PROBLEM DETAILS »
Restate the data below word for word, leaving nothing out.

Entries taken from a collection:
•••

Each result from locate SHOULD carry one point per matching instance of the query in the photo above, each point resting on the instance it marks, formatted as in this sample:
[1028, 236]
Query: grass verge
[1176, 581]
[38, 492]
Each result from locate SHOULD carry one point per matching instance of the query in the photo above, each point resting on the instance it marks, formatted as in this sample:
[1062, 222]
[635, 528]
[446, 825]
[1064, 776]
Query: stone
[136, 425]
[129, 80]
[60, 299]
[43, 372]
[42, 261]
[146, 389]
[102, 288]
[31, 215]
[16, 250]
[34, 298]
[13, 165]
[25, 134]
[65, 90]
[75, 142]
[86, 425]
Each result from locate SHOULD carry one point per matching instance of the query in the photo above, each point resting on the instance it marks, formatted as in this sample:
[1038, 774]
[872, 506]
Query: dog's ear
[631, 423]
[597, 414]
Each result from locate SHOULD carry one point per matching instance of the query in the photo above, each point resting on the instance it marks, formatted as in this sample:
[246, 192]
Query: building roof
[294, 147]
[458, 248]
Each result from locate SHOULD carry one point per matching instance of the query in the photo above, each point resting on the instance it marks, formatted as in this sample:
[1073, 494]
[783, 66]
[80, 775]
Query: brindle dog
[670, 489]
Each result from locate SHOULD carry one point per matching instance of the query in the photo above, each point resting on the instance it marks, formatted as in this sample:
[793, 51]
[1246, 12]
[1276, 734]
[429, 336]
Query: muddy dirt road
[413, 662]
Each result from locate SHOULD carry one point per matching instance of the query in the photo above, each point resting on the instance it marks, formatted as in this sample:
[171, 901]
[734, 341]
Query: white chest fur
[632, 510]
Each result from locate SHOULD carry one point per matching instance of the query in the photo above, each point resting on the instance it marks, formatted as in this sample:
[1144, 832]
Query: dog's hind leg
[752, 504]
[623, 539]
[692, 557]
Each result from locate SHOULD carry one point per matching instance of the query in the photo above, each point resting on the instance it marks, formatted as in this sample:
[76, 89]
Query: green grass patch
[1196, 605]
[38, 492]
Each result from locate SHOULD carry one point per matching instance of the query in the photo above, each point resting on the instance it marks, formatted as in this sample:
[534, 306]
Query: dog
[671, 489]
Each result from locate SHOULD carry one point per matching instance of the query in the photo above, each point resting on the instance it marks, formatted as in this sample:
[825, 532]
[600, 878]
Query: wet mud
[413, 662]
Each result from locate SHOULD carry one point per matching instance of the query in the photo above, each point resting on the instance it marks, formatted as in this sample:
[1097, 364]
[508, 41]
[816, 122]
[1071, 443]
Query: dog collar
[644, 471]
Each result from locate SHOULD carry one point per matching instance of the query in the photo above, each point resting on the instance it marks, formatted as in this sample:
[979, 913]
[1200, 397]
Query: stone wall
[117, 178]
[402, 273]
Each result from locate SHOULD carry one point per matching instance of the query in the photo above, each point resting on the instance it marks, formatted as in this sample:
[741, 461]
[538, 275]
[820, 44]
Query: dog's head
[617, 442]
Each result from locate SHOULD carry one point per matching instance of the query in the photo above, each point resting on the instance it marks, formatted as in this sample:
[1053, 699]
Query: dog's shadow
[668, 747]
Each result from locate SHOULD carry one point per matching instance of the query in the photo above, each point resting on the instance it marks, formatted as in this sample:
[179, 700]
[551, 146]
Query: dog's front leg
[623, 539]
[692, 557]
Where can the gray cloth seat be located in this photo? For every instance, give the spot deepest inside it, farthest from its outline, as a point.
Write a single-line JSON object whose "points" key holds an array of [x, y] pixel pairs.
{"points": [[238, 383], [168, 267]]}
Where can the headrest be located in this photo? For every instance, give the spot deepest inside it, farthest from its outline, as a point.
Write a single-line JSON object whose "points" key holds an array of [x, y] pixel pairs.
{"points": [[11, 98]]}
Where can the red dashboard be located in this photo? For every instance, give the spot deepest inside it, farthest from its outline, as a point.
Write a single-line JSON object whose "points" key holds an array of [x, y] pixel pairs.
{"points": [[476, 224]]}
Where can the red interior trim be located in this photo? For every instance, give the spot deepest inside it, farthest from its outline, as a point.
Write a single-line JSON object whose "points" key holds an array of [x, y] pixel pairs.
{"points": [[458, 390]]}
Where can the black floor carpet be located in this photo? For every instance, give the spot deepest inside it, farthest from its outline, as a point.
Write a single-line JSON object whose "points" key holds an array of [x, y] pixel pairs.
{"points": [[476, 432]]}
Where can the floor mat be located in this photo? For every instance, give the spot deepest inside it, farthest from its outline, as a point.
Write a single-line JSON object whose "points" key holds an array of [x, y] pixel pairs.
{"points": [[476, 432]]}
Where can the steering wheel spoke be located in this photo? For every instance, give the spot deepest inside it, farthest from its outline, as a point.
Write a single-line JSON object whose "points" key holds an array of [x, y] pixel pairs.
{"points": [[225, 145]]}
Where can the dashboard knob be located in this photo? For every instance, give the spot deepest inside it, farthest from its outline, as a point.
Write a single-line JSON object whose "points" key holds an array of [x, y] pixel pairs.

•••

RESULT OF THE TASK »
Each result from locate SHOULD carry one point per matching instance of the query in the photo above, each point resting on the instance it marks, formatted as in this sample:
[1028, 236]
Query: grass verge
[1176, 581]
[38, 492]
Each result from locate SHOULD carry one point per matching instance of the query in the photo above, each point resting on the instance it marks, formatted as in this sample:
[1062, 222]
[635, 528]
[446, 825]
[1064, 776]
Query: stone
[136, 425]
[129, 80]
[60, 299]
[43, 372]
[42, 261]
[146, 389]
[102, 288]
[31, 215]
[16, 250]
[34, 298]
[13, 165]
[25, 134]
[65, 90]
[75, 142]
[86, 425]
Each result from locate SHOULD carry one point per matching instance of the query in the photo above, each point resting on the instance it marks, formatted as in this sample:
[1038, 774]
[872, 506]
Query: dog's ear
[631, 423]
[597, 414]
Each result from locate SHOULD carry one point per matching instance of the query in the photo above, each point resting on the instance it marks, formatted as in this sample:
[246, 192]
Query: building roof
[294, 147]
[458, 248]
Each result from locate SHOULD carry one point per matching instance of the query in the photo above, each point resting on the instance it marks, formatted as in this sample:
[1073, 494]
[783, 66]
[80, 775]
Query: brindle dog
[670, 489]
Each result from locate SHOULD carry one point per matching instance of the query in the photo above, each point resting on the instance it marks, formatted as in this sample:
[793, 51]
[1246, 12]
[1276, 734]
[429, 336]
Query: muddy dirt road
[413, 662]
Each result from locate SHOULD carry one point per matching instance of the query in the photo above, each point resting on the instance it marks, formatted as in this sample:
[171, 901]
[734, 341]
Query: white chest fur
[632, 510]
Each result from locate SHOULD carry one point per matching instance of the query in the photo above, each point resting on the instance it marks, formatted as in this sample:
[1144, 832]
Query: dog's hind leg
[752, 504]
[623, 539]
[692, 557]
Each result from locate SHOULD carry one point per matching instance of the query in the photo above, each point resting on the instance it marks, formatted as in this sample:
[76, 89]
Query: green grass patch
[1196, 605]
[38, 492]
Each result from locate SHOULD carry one point per matching instance of the query in the photo above, each point resting on the instance it marks, formatted as in this sample:
[534, 306]
Query: dog
[671, 489]
Each result from locate SHOULD carry one point per matching instance of the query in the photo above, each point resting on the instance it marks, formatted as in this sample:
[825, 532]
[600, 878]
Query: wet mud
[413, 662]
Each result from locate SHOULD carry one point per matching instance of the query in the photo above, each point resting on the instance it marks, formatted as in this sample:
[1097, 364]
[508, 41]
[816, 122]
[1071, 443]
Query: dog collar
[644, 471]
Each result from locate SHOULD carry one point per matching instance of the query in the photo above, each point resting on the instance it marks, formatted as in this sample:
[979, 913]
[1200, 397]
Query: stone wall
[117, 178]
[402, 273]
Each result from locate SHOULD carry one point per matching instance of the query in the photo above, each point resting on the instance it marks, formatted as in this sample:
[741, 461]
[538, 275]
[820, 44]
Query: dog's head
[617, 442]
Each result from locate SHOULD carry one point per matching instance of the query in the photo above, each point resting on the instance it marks, formatted as in this sample:
[1053, 699]
Query: dog's shadow
[668, 747]
Each result from locate SHOULD carry one point per matching instance of the query in the photo above, each point resting on the instance it marks, formatted as in this sample:
[179, 700]
[551, 146]
Query: dog's front leg
[623, 539]
[692, 557]
Where can the gray cloth seat be located in this photo? For every instance, give the spot deepest inside it, farthest from its outline, as a point.
Write a single-line JSON object whose "points" key holds an array of [x, y] pixel pairs.
{"points": [[238, 383], [168, 267]]}
Where can the headrest be located in this photo? For every instance, give the spot deepest inside it, farthest from its outline, as a point.
Write a single-line JSON object whose "points" key holds an array of [x, y] pixel pairs.
{"points": [[11, 98]]}
Where can the red dashboard be located in this photo? For every instance, give the spot deepest inside it, farthest from its outline, as a point.
Write a single-line JSON object whose "points" key holds an array of [x, y] pixel pairs.
{"points": [[476, 224]]}
Where can the red interior trim be located in this photo? For every instance, give the spot deepest inside it, farthest from its outline, as a point.
Write a single-line JSON object whose "points" key holds an array of [x, y] pixel pairs.
{"points": [[458, 390]]}
Where can the black floor carpet be located in this photo? For every instance, give the spot deepest inside it, farthest from its outline, as a point.
Write a single-line JSON object whose "points" key holds an array of [x, y] pixel pairs.
{"points": [[476, 432]]}
Where can the floor mat be located in this photo? For every instance, give the spot deepest inside it, farthest from its outline, as a point.
Write a single-line JSON object whose "points" key holds an array of [x, y] pixel pairs.
{"points": [[476, 432]]}
Where can the steering wheel spoke be located in this photo? For every instance, give the spot deepest inside it, farthest from its outline, as a point.
Write a single-line JSON object whose "points" key holds an array of [x, y] pixel pairs.
{"points": [[225, 145]]}
Where can the dashboard knob be located in this photo? For every instance, give the spot deepest inside it, farthest from its outline, as a point.
Write a single-line JSON object whose "points" key holds an array of [x, y] pixel pairs.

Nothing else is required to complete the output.